--- begin ---

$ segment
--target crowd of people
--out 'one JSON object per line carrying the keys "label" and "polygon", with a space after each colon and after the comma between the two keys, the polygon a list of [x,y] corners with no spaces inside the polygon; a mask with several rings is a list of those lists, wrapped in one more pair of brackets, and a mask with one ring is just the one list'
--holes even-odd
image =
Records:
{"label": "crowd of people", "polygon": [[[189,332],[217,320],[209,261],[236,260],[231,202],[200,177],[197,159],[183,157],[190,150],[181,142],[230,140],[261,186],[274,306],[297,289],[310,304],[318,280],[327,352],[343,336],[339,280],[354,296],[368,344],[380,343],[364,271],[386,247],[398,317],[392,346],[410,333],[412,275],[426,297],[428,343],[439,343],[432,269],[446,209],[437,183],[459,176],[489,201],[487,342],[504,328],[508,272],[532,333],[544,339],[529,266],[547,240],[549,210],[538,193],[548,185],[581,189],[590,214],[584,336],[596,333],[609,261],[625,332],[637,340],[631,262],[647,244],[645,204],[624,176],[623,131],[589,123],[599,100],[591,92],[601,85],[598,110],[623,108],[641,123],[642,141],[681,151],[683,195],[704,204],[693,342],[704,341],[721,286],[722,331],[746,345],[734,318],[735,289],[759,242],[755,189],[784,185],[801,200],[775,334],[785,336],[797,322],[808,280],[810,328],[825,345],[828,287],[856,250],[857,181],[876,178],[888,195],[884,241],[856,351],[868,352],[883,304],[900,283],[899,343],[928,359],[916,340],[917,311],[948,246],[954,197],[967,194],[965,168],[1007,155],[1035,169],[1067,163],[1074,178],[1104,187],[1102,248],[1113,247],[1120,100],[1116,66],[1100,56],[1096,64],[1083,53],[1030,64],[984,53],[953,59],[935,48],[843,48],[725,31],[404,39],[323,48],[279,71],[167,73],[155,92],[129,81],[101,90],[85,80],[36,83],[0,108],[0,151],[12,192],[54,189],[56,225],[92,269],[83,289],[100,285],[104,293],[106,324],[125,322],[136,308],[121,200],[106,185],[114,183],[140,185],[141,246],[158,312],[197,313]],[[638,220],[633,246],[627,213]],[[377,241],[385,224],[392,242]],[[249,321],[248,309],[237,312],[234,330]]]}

--- end ---

- EXERCISE OBJECTIVE -
Tally the rows above that contain the string "brackets" and return only the count.

- WRITTEN RESPONSE -
1